**Instruction**
The response should contain every entry, reproduced exactly.

**Supplied data**

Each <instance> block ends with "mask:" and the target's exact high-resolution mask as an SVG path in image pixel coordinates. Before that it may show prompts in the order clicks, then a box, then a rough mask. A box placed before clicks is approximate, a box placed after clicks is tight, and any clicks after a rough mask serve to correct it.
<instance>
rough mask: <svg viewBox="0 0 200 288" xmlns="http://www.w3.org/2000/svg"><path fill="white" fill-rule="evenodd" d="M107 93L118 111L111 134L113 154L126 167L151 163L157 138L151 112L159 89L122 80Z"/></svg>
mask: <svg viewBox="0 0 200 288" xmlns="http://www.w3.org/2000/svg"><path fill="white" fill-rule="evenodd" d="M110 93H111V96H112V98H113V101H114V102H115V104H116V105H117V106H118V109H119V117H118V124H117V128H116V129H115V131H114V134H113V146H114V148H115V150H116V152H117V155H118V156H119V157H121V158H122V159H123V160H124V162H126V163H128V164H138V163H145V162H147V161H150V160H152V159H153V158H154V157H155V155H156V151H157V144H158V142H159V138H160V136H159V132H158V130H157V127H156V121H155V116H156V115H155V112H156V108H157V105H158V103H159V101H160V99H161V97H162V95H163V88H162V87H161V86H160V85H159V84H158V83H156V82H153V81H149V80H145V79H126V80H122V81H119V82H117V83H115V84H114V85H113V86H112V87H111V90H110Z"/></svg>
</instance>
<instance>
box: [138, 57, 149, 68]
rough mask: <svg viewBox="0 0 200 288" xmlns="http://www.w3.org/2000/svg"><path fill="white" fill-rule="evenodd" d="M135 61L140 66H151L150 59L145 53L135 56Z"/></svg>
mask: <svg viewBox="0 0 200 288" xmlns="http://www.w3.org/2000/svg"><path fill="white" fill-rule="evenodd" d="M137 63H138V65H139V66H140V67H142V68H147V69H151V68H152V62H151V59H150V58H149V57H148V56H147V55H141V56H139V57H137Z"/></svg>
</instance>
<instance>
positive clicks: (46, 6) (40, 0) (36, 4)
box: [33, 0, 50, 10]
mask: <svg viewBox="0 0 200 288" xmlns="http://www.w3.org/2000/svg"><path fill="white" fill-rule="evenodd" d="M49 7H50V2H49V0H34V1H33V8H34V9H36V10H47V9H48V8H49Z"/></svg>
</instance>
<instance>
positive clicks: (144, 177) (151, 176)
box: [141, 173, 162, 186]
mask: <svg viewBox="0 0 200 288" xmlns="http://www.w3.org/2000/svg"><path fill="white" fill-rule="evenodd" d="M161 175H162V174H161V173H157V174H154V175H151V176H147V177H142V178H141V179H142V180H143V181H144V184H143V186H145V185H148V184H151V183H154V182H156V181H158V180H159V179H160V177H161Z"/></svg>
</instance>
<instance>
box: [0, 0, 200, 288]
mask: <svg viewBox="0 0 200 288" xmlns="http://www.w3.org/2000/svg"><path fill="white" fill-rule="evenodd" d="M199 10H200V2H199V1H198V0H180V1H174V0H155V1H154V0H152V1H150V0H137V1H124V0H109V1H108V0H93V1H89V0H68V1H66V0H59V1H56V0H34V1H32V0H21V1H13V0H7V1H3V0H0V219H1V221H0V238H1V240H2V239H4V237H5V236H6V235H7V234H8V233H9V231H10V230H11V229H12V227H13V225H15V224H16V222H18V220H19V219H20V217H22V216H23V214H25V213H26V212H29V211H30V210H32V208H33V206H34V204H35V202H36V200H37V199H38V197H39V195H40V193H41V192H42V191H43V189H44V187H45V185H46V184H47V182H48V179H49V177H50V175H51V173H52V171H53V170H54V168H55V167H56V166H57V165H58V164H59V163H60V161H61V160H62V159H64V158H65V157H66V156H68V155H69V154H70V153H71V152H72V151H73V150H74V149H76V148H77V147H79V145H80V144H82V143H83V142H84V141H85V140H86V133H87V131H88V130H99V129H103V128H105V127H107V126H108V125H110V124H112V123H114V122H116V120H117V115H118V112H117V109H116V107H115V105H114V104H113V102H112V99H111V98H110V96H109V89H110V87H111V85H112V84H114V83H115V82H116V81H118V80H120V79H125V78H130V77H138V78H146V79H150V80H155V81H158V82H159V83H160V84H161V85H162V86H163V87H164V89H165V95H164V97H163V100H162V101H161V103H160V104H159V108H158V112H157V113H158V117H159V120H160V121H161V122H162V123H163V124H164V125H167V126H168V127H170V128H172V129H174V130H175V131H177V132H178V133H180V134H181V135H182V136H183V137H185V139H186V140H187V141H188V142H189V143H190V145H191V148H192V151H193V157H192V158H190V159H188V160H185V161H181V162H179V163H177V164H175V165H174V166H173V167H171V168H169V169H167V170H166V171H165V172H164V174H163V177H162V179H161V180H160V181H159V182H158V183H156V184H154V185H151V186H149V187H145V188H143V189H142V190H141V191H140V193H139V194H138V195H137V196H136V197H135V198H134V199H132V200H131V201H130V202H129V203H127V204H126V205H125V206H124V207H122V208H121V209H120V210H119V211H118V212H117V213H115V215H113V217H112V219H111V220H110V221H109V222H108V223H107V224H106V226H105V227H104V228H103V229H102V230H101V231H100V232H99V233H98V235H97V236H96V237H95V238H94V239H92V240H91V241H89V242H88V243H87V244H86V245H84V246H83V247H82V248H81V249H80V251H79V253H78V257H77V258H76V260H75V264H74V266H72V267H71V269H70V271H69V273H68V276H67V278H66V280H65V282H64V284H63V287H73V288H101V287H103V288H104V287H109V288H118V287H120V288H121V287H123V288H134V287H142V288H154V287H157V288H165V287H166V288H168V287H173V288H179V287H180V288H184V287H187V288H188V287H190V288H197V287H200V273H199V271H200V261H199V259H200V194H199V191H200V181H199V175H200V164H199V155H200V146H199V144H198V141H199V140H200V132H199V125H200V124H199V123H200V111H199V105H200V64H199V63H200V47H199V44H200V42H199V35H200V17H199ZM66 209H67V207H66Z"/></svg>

**Your response**
Each <instance> block ends with "mask:" and the target's exact high-resolution mask as an SVG path in image pixel coordinates. Before that it may show prompts in the order clicks, then a box, then a rough mask. A box placed before clicks is approximate, a box placed after clicks is tight, and any clicks after a rough mask serve to correct it.
<instance>
rough mask: <svg viewBox="0 0 200 288" xmlns="http://www.w3.org/2000/svg"><path fill="white" fill-rule="evenodd" d="M107 93L118 111L111 134L113 154L126 167L151 163L157 138L151 112L159 89L122 80Z"/></svg>
mask: <svg viewBox="0 0 200 288" xmlns="http://www.w3.org/2000/svg"><path fill="white" fill-rule="evenodd" d="M110 93H111V96H112V98H113V101H114V102H115V104H116V105H117V106H118V109H119V117H118V124H117V128H116V129H115V131H114V134H113V146H114V148H115V150H116V152H117V155H118V156H119V157H121V158H122V159H123V160H124V162H126V163H128V164H138V163H145V162H147V161H150V160H152V159H153V158H154V157H155V155H156V151H157V144H158V142H159V138H160V136H159V132H158V130H157V127H156V121H155V116H156V115H155V112H156V108H157V105H158V103H159V101H160V99H161V97H162V95H163V88H162V87H161V86H160V85H159V84H158V83H156V82H153V81H149V80H145V79H126V80H122V81H119V82H117V83H115V84H114V85H113V86H112V87H111V90H110Z"/></svg>
</instance>
<instance>
box: [138, 57, 149, 68]
rough mask: <svg viewBox="0 0 200 288" xmlns="http://www.w3.org/2000/svg"><path fill="white" fill-rule="evenodd" d="M135 61L140 66H151L150 59L145 53L135 56Z"/></svg>
mask: <svg viewBox="0 0 200 288" xmlns="http://www.w3.org/2000/svg"><path fill="white" fill-rule="evenodd" d="M137 63H138V65H139V66H140V67H142V68H147V69H151V68H152V62H151V59H150V58H149V57H148V56H147V55H141V56H139V57H137Z"/></svg>
</instance>
<instance>
positive clicks: (46, 6) (40, 0) (36, 4)
box: [33, 0, 50, 10]
mask: <svg viewBox="0 0 200 288" xmlns="http://www.w3.org/2000/svg"><path fill="white" fill-rule="evenodd" d="M49 7H50V2H49V0H34V1H33V8H34V9H36V10H47V9H48V8H49Z"/></svg>
</instance>
<instance>
positive clicks: (144, 177) (151, 176)
box: [141, 173, 162, 186]
mask: <svg viewBox="0 0 200 288" xmlns="http://www.w3.org/2000/svg"><path fill="white" fill-rule="evenodd" d="M161 175H162V174H161V173H157V174H154V175H151V176H147V177H142V178H141V179H142V180H143V181H144V184H143V186H145V185H148V184H151V183H154V182H156V181H158V180H159V179H160V177H161Z"/></svg>
</instance>
<instance>
box: [0, 0, 200, 288]
mask: <svg viewBox="0 0 200 288" xmlns="http://www.w3.org/2000/svg"><path fill="white" fill-rule="evenodd" d="M199 10H200V2H199V1H198V0H180V1H174V0H155V1H154V0H152V1H150V0H137V1H124V0H109V1H108V0H93V1H89V0H68V1H66V0H59V1H56V0H34V1H32V0H21V1H13V0H7V1H3V0H0V219H1V221H0V238H1V240H2V239H4V237H5V236H6V235H7V234H8V233H9V231H10V230H11V229H12V227H13V225H15V224H16V222H18V220H19V219H20V217H22V216H23V214H25V213H26V212H29V211H30V210H32V208H33V206H34V204H35V202H36V200H37V199H38V197H39V195H40V193H41V192H42V191H43V189H44V187H45V185H46V184H47V182H48V179H49V177H50V175H51V173H52V171H53V170H54V168H55V167H56V166H57V165H58V164H59V163H60V161H61V160H62V159H64V158H65V157H66V156H68V155H69V154H70V153H71V152H72V151H73V150H74V149H76V148H77V147H79V145H80V144H82V143H83V142H84V141H85V140H86V133H87V131H88V130H99V129H103V128H105V127H107V126H108V125H110V124H112V123H114V122H116V120H117V115H118V112H117V109H116V107H115V105H114V104H113V102H112V99H111V98H110V96H109V89H110V87H111V85H112V84H114V83H115V82H116V81H118V80H120V79H125V78H130V77H138V78H146V79H150V80H155V81H158V82H159V83H160V84H161V85H162V86H163V87H164V89H165V95H164V97H163V100H162V101H161V103H160V104H159V108H158V112H157V113H158V117H159V120H160V121H161V122H162V123H163V124H164V125H167V126H168V127H170V128H172V129H174V130H175V131H177V132H178V133H180V134H181V135H182V136H183V137H185V139H186V140H187V141H188V142H189V143H190V145H191V148H192V151H193V157H192V158H190V159H188V160H185V161H181V162H179V163H177V164H175V165H174V166H173V167H171V168H169V169H167V170H166V171H165V172H164V174H163V177H162V179H161V180H160V181H159V182H158V183H156V184H154V185H151V186H149V187H145V188H143V189H142V190H141V191H140V193H139V194H138V195H137V196H136V197H135V198H134V199H132V200H131V201H130V202H129V203H127V204H126V205H125V206H124V207H122V208H121V209H120V210H119V211H118V212H117V213H115V215H113V217H112V219H111V220H110V221H109V222H108V223H107V224H106V226H105V227H104V228H103V229H102V230H101V231H100V232H99V233H98V235H97V236H96V237H95V238H94V239H92V240H91V241H89V242H88V243H87V244H86V245H84V246H83V247H82V248H81V249H80V251H79V253H78V257H77V258H76V260H75V264H74V266H72V267H71V269H70V271H69V273H68V276H67V278H66V280H65V282H64V284H63V287H73V288H101V287H103V288H104V287H109V288H118V287H120V288H121V287H123V288H134V287H142V288H154V287H157V288H165V287H166V288H168V287H173V288H179V287H180V288H184V287H187V288H188V287H190V288H197V287H200V273H199V271H200V261H199V259H200V194H199V191H200V181H199V175H200V164H199V155H200V146H199V144H198V141H199V140H200V132H199V125H200V124H199V123H200V111H199V105H200V64H199V63H200V47H199V44H200V42H199V35H200V17H199ZM66 209H67V207H66Z"/></svg>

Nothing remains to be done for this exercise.